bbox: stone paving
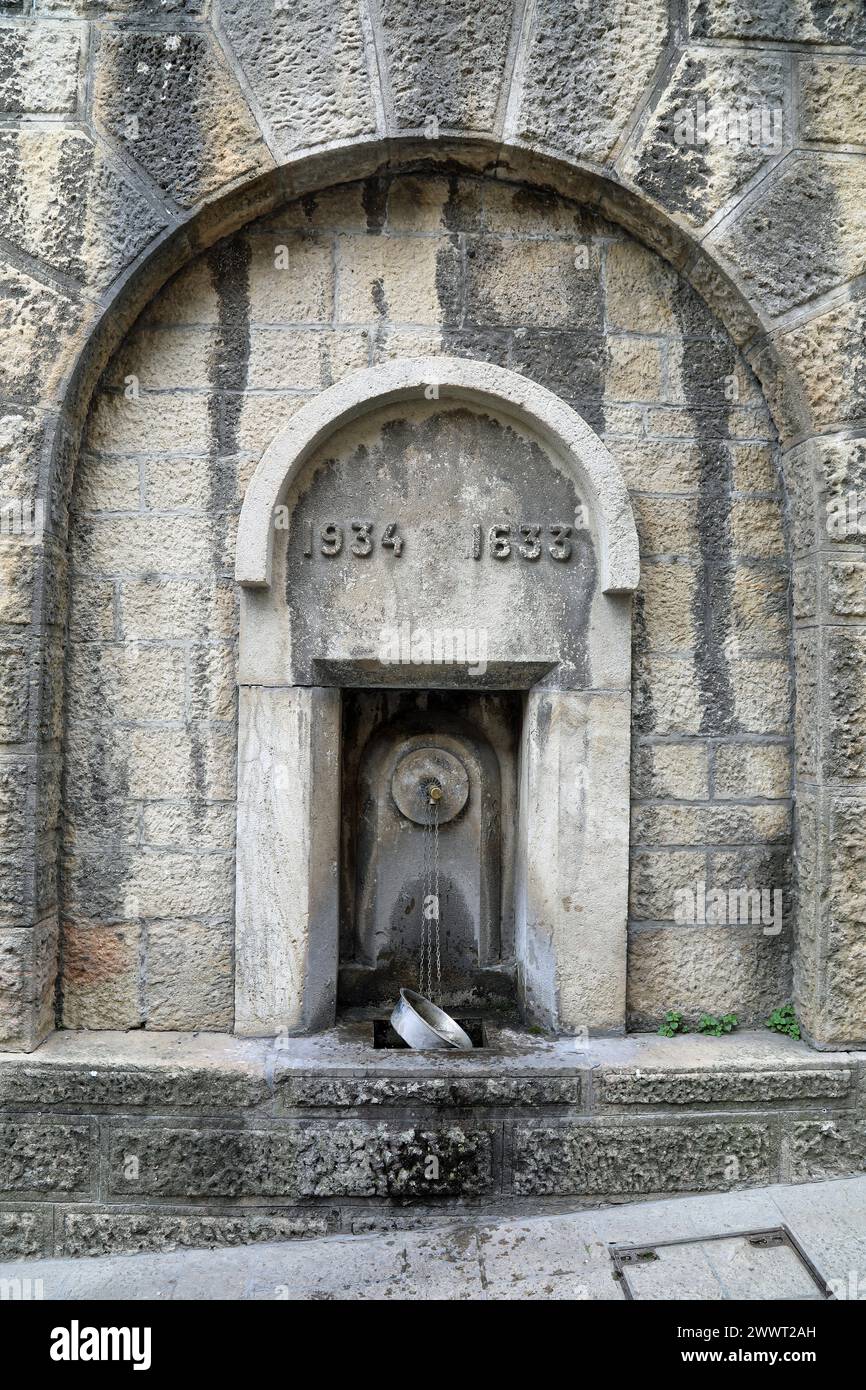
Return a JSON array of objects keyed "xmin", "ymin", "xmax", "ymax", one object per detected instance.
[{"xmin": 3, "ymin": 1176, "xmax": 864, "ymax": 1301}]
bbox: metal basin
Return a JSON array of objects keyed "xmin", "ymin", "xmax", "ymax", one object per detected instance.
[{"xmin": 390, "ymin": 988, "xmax": 474, "ymax": 1051}]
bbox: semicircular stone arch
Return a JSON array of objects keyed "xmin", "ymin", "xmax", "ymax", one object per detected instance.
[{"xmin": 59, "ymin": 167, "xmax": 796, "ymax": 1043}]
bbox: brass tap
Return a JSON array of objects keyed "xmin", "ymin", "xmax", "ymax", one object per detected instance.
[{"xmin": 428, "ymin": 783, "xmax": 443, "ymax": 804}]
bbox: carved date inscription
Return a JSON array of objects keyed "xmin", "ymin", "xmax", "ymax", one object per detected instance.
[{"xmin": 301, "ymin": 520, "xmax": 577, "ymax": 562}]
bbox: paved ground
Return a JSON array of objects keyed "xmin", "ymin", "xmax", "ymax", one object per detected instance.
[{"xmin": 3, "ymin": 1177, "xmax": 865, "ymax": 1300}]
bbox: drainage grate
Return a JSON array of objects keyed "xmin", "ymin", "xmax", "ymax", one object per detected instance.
[
  {"xmin": 610, "ymin": 1227, "xmax": 833, "ymax": 1301},
  {"xmin": 372, "ymin": 1018, "xmax": 487, "ymax": 1049}
]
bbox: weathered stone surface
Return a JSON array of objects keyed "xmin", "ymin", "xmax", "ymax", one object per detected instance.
[
  {"xmin": 465, "ymin": 238, "xmax": 603, "ymax": 330},
  {"xmin": 622, "ymin": 49, "xmax": 787, "ymax": 226},
  {"xmin": 0, "ymin": 759, "xmax": 28, "ymax": 850},
  {"xmin": 513, "ymin": 1120, "xmax": 771, "ymax": 1195},
  {"xmin": 56, "ymin": 1207, "xmax": 336, "ymax": 1258},
  {"xmin": 145, "ymin": 923, "xmax": 233, "ymax": 1031},
  {"xmin": 120, "ymin": 578, "xmax": 236, "ymax": 642},
  {"xmin": 108, "ymin": 1125, "xmax": 493, "ymax": 1197},
  {"xmin": 715, "ymin": 154, "xmax": 866, "ymax": 317},
  {"xmin": 689, "ymin": 1, "xmax": 866, "ymax": 45},
  {"xmin": 0, "ymin": 921, "xmax": 56, "ymax": 1050},
  {"xmin": 826, "ymin": 631, "xmax": 866, "ymax": 779},
  {"xmin": 514, "ymin": 0, "xmax": 669, "ymax": 163},
  {"xmin": 218, "ymin": 0, "xmax": 377, "ymax": 156},
  {"xmin": 600, "ymin": 1068, "xmax": 851, "ymax": 1106},
  {"xmin": 56, "ymin": 173, "xmax": 791, "ymax": 1043},
  {"xmin": 92, "ymin": 29, "xmax": 272, "ymax": 208},
  {"xmin": 631, "ymin": 802, "xmax": 790, "ymax": 847},
  {"xmin": 629, "ymin": 850, "xmax": 706, "ymax": 922},
  {"xmin": 60, "ymin": 923, "xmax": 141, "ymax": 1031},
  {"xmin": 379, "ymin": 0, "xmax": 514, "ymax": 132},
  {"xmin": 787, "ymin": 1119, "xmax": 866, "ymax": 1182},
  {"xmin": 710, "ymin": 843, "xmax": 790, "ymax": 904},
  {"xmin": 0, "ymin": 22, "xmax": 81, "ymax": 115},
  {"xmin": 277, "ymin": 1075, "xmax": 580, "ymax": 1107},
  {"xmin": 0, "ymin": 130, "xmax": 166, "ymax": 289},
  {"xmin": 829, "ymin": 563, "xmax": 866, "ymax": 618},
  {"xmin": 0, "ymin": 1062, "xmax": 266, "ymax": 1111},
  {"xmin": 777, "ymin": 298, "xmax": 866, "ymax": 432},
  {"xmin": 627, "ymin": 926, "xmax": 792, "ymax": 1028},
  {"xmin": 0, "ymin": 932, "xmax": 33, "ymax": 1048},
  {"xmin": 66, "ymin": 643, "xmax": 186, "ymax": 724},
  {"xmin": 338, "ymin": 231, "xmax": 455, "ymax": 324},
  {"xmin": 632, "ymin": 743, "xmax": 709, "ymax": 800},
  {"xmin": 605, "ymin": 337, "xmax": 664, "ymax": 403},
  {"xmin": 800, "ymin": 59, "xmax": 866, "ymax": 147},
  {"xmin": 821, "ymin": 797, "xmax": 866, "ymax": 1042},
  {"xmin": 0, "ymin": 1121, "xmax": 92, "ymax": 1195},
  {"xmin": 0, "ymin": 260, "xmax": 86, "ymax": 404},
  {"xmin": 713, "ymin": 743, "xmax": 791, "ymax": 799},
  {"xmin": 792, "ymin": 561, "xmax": 817, "ymax": 621},
  {"xmin": 0, "ymin": 644, "xmax": 28, "ymax": 744},
  {"xmin": 0, "ymin": 1207, "xmax": 51, "ymax": 1259}
]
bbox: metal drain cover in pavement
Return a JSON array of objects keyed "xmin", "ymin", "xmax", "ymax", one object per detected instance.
[{"xmin": 610, "ymin": 1227, "xmax": 832, "ymax": 1301}]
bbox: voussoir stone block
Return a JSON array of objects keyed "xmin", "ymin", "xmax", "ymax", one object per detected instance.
[
  {"xmin": 108, "ymin": 1124, "xmax": 493, "ymax": 1197},
  {"xmin": 514, "ymin": 0, "xmax": 669, "ymax": 164},
  {"xmin": 378, "ymin": 0, "xmax": 515, "ymax": 133},
  {"xmin": 92, "ymin": 29, "xmax": 272, "ymax": 209},
  {"xmin": 689, "ymin": 0, "xmax": 866, "ymax": 46},
  {"xmin": 800, "ymin": 59, "xmax": 866, "ymax": 147},
  {"xmin": 513, "ymin": 1120, "xmax": 771, "ymax": 1195},
  {"xmin": 0, "ymin": 261, "xmax": 88, "ymax": 405},
  {"xmin": 217, "ymin": 0, "xmax": 377, "ymax": 157},
  {"xmin": 0, "ymin": 1120, "xmax": 92, "ymax": 1195},
  {"xmin": 0, "ymin": 22, "xmax": 81, "ymax": 115},
  {"xmin": 0, "ymin": 130, "xmax": 166, "ymax": 290},
  {"xmin": 621, "ymin": 49, "xmax": 787, "ymax": 227},
  {"xmin": 714, "ymin": 154, "xmax": 866, "ymax": 319}
]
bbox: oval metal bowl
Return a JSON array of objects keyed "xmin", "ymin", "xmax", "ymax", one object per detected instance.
[{"xmin": 390, "ymin": 988, "xmax": 473, "ymax": 1051}]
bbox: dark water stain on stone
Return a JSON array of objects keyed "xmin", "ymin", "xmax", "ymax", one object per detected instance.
[
  {"xmin": 188, "ymin": 718, "xmax": 207, "ymax": 833},
  {"xmin": 371, "ymin": 276, "xmax": 388, "ymax": 319},
  {"xmin": 672, "ymin": 280, "xmax": 738, "ymax": 735},
  {"xmin": 57, "ymin": 643, "xmax": 133, "ymax": 1026},
  {"xmin": 362, "ymin": 175, "xmax": 388, "ymax": 234},
  {"xmin": 206, "ymin": 233, "xmax": 252, "ymax": 485},
  {"xmin": 631, "ymin": 583, "xmax": 655, "ymax": 735},
  {"xmin": 200, "ymin": 234, "xmax": 250, "ymax": 825}
]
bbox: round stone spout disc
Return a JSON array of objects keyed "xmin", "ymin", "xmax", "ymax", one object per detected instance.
[{"xmin": 391, "ymin": 747, "xmax": 469, "ymax": 825}]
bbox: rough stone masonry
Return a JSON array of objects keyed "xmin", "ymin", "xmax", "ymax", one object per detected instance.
[{"xmin": 0, "ymin": 0, "xmax": 864, "ymax": 1250}]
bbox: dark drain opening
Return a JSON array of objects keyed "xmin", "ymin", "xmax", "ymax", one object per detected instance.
[{"xmin": 372, "ymin": 1018, "xmax": 487, "ymax": 1049}]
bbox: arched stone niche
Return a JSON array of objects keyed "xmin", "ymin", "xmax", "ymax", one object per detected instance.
[{"xmin": 234, "ymin": 357, "xmax": 639, "ymax": 1037}]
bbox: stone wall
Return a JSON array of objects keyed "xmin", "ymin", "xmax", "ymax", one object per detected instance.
[
  {"xmin": 0, "ymin": 1, "xmax": 864, "ymax": 1049},
  {"xmin": 0, "ymin": 1028, "xmax": 861, "ymax": 1258},
  {"xmin": 63, "ymin": 172, "xmax": 791, "ymax": 1032}
]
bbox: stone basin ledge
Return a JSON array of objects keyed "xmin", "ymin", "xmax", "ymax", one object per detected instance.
[{"xmin": 0, "ymin": 1028, "xmax": 862, "ymax": 1261}]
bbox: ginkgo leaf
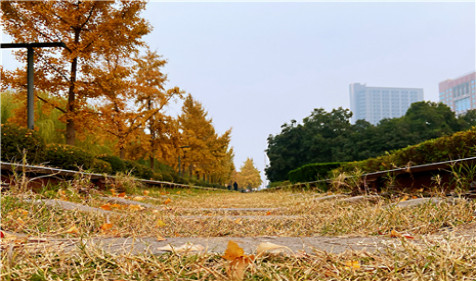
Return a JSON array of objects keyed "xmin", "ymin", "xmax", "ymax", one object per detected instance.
[
  {"xmin": 227, "ymin": 257, "xmax": 251, "ymax": 281},
  {"xmin": 156, "ymin": 219, "xmax": 166, "ymax": 228},
  {"xmin": 156, "ymin": 235, "xmax": 166, "ymax": 241},
  {"xmin": 143, "ymin": 190, "xmax": 150, "ymax": 196},
  {"xmin": 265, "ymin": 211, "xmax": 272, "ymax": 216},
  {"xmin": 117, "ymin": 192, "xmax": 126, "ymax": 198},
  {"xmin": 256, "ymin": 242, "xmax": 292, "ymax": 256},
  {"xmin": 133, "ymin": 196, "xmax": 144, "ymax": 201},
  {"xmin": 222, "ymin": 241, "xmax": 255, "ymax": 281},
  {"xmin": 100, "ymin": 204, "xmax": 112, "ymax": 211},
  {"xmin": 17, "ymin": 209, "xmax": 29, "ymax": 216},
  {"xmin": 128, "ymin": 205, "xmax": 144, "ymax": 211},
  {"xmin": 100, "ymin": 223, "xmax": 113, "ymax": 232},
  {"xmin": 399, "ymin": 195, "xmax": 409, "ymax": 202},
  {"xmin": 345, "ymin": 260, "xmax": 361, "ymax": 270},
  {"xmin": 176, "ymin": 191, "xmax": 181, "ymax": 195},
  {"xmin": 164, "ymin": 198, "xmax": 172, "ymax": 205},
  {"xmin": 223, "ymin": 240, "xmax": 245, "ymax": 261},
  {"xmin": 65, "ymin": 225, "xmax": 79, "ymax": 235},
  {"xmin": 390, "ymin": 229, "xmax": 401, "ymax": 238}
]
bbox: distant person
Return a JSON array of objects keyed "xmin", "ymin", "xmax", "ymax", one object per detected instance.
[{"xmin": 233, "ymin": 182, "xmax": 238, "ymax": 191}]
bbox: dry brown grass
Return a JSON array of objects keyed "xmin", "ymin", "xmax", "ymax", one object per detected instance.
[{"xmin": 2, "ymin": 178, "xmax": 476, "ymax": 280}]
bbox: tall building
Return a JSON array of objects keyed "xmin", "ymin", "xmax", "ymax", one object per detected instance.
[
  {"xmin": 439, "ymin": 72, "xmax": 476, "ymax": 115},
  {"xmin": 349, "ymin": 83, "xmax": 424, "ymax": 125}
]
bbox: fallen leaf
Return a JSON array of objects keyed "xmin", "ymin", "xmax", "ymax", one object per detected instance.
[
  {"xmin": 390, "ymin": 229, "xmax": 414, "ymax": 239},
  {"xmin": 176, "ymin": 191, "xmax": 181, "ymax": 195},
  {"xmin": 164, "ymin": 198, "xmax": 172, "ymax": 205},
  {"xmin": 100, "ymin": 223, "xmax": 113, "ymax": 232},
  {"xmin": 128, "ymin": 204, "xmax": 144, "ymax": 211},
  {"xmin": 223, "ymin": 241, "xmax": 254, "ymax": 281},
  {"xmin": 399, "ymin": 195, "xmax": 409, "ymax": 202},
  {"xmin": 265, "ymin": 211, "xmax": 272, "ymax": 216},
  {"xmin": 157, "ymin": 243, "xmax": 205, "ymax": 254},
  {"xmin": 156, "ymin": 235, "xmax": 166, "ymax": 241},
  {"xmin": 234, "ymin": 218, "xmax": 242, "ymax": 225},
  {"xmin": 390, "ymin": 229, "xmax": 401, "ymax": 238},
  {"xmin": 17, "ymin": 209, "xmax": 29, "ymax": 217},
  {"xmin": 65, "ymin": 225, "xmax": 79, "ymax": 235},
  {"xmin": 133, "ymin": 196, "xmax": 144, "ymax": 201},
  {"xmin": 152, "ymin": 209, "xmax": 160, "ymax": 214},
  {"xmin": 256, "ymin": 242, "xmax": 292, "ymax": 256},
  {"xmin": 223, "ymin": 240, "xmax": 245, "ymax": 261},
  {"xmin": 110, "ymin": 203, "xmax": 122, "ymax": 209},
  {"xmin": 100, "ymin": 204, "xmax": 112, "ymax": 211},
  {"xmin": 345, "ymin": 260, "xmax": 361, "ymax": 270},
  {"xmin": 117, "ymin": 192, "xmax": 126, "ymax": 198},
  {"xmin": 143, "ymin": 190, "xmax": 150, "ymax": 196},
  {"xmin": 156, "ymin": 219, "xmax": 166, "ymax": 228},
  {"xmin": 110, "ymin": 188, "xmax": 116, "ymax": 196}
]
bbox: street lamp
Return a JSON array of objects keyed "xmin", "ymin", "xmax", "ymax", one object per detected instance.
[
  {"xmin": 1, "ymin": 42, "xmax": 66, "ymax": 130},
  {"xmin": 177, "ymin": 145, "xmax": 190, "ymax": 176}
]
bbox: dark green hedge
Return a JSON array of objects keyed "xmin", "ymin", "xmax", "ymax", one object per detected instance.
[
  {"xmin": 288, "ymin": 162, "xmax": 342, "ymax": 183},
  {"xmin": 44, "ymin": 143, "xmax": 95, "ymax": 171},
  {"xmin": 1, "ymin": 123, "xmax": 46, "ymax": 163},
  {"xmin": 337, "ymin": 127, "xmax": 476, "ymax": 174}
]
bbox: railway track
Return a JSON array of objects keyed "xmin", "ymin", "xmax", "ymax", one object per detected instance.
[{"xmin": 0, "ymin": 161, "xmax": 218, "ymax": 191}]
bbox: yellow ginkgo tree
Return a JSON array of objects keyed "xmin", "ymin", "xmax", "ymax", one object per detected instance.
[
  {"xmin": 177, "ymin": 95, "xmax": 234, "ymax": 184},
  {"xmin": 234, "ymin": 158, "xmax": 262, "ymax": 190},
  {"xmin": 1, "ymin": 0, "xmax": 150, "ymax": 144}
]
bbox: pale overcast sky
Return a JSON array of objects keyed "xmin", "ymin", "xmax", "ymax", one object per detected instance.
[{"xmin": 2, "ymin": 1, "xmax": 475, "ymax": 185}]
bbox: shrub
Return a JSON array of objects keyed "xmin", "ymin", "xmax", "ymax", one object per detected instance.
[
  {"xmin": 337, "ymin": 128, "xmax": 476, "ymax": 174},
  {"xmin": 288, "ymin": 162, "xmax": 342, "ymax": 183},
  {"xmin": 0, "ymin": 123, "xmax": 46, "ymax": 164},
  {"xmin": 97, "ymin": 154, "xmax": 127, "ymax": 174},
  {"xmin": 90, "ymin": 158, "xmax": 113, "ymax": 174},
  {"xmin": 43, "ymin": 144, "xmax": 94, "ymax": 171},
  {"xmin": 124, "ymin": 160, "xmax": 154, "ymax": 180}
]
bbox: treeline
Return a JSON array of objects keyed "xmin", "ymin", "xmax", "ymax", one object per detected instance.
[
  {"xmin": 265, "ymin": 101, "xmax": 476, "ymax": 182},
  {"xmin": 1, "ymin": 1, "xmax": 235, "ymax": 185}
]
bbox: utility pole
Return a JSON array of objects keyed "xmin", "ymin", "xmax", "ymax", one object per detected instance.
[{"xmin": 1, "ymin": 42, "xmax": 66, "ymax": 130}]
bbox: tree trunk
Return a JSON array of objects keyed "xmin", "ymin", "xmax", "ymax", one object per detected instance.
[{"xmin": 66, "ymin": 28, "xmax": 80, "ymax": 145}]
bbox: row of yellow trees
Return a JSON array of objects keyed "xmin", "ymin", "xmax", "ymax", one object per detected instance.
[{"xmin": 0, "ymin": 0, "xmax": 261, "ymax": 186}]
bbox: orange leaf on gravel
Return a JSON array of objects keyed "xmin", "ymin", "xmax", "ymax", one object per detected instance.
[
  {"xmin": 100, "ymin": 223, "xmax": 113, "ymax": 232},
  {"xmin": 223, "ymin": 240, "xmax": 245, "ymax": 261},
  {"xmin": 143, "ymin": 190, "xmax": 150, "ymax": 196},
  {"xmin": 100, "ymin": 204, "xmax": 112, "ymax": 211},
  {"xmin": 164, "ymin": 198, "xmax": 172, "ymax": 205},
  {"xmin": 117, "ymin": 192, "xmax": 126, "ymax": 198}
]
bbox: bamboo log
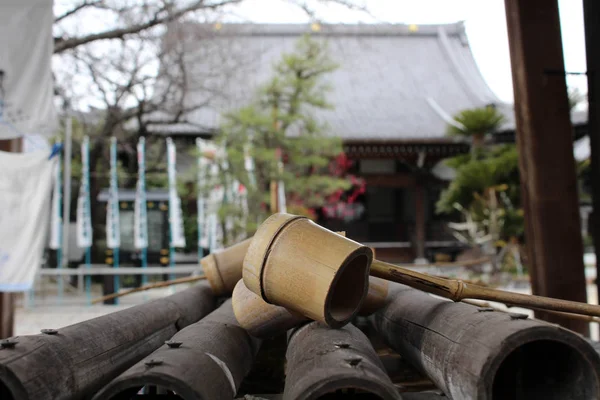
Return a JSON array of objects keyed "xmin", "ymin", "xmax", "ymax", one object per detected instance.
[
  {"xmin": 283, "ymin": 321, "xmax": 401, "ymax": 400},
  {"xmin": 233, "ymin": 276, "xmax": 389, "ymax": 338},
  {"xmin": 91, "ymin": 275, "xmax": 207, "ymax": 304},
  {"xmin": 93, "ymin": 299, "xmax": 261, "ymax": 400},
  {"xmin": 0, "ymin": 283, "xmax": 215, "ymax": 400},
  {"xmin": 371, "ymin": 284, "xmax": 600, "ymax": 399},
  {"xmin": 202, "ymin": 238, "xmax": 252, "ymax": 295},
  {"xmin": 243, "ymin": 213, "xmax": 373, "ymax": 328}
]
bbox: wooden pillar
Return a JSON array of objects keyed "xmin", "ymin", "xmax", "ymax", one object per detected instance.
[
  {"xmin": 505, "ymin": 0, "xmax": 589, "ymax": 335},
  {"xmin": 584, "ymin": 0, "xmax": 600, "ymax": 300},
  {"xmin": 0, "ymin": 138, "xmax": 21, "ymax": 339},
  {"xmin": 414, "ymin": 184, "xmax": 426, "ymax": 261}
]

+ + + +

▶ Task brief:
Lines with the word "dark" in them are the answer; report each one from the data.

▶ Solution to this task:
bbox: dark water stain on stone
bbox: dark drain opening
bbox: dark green hedge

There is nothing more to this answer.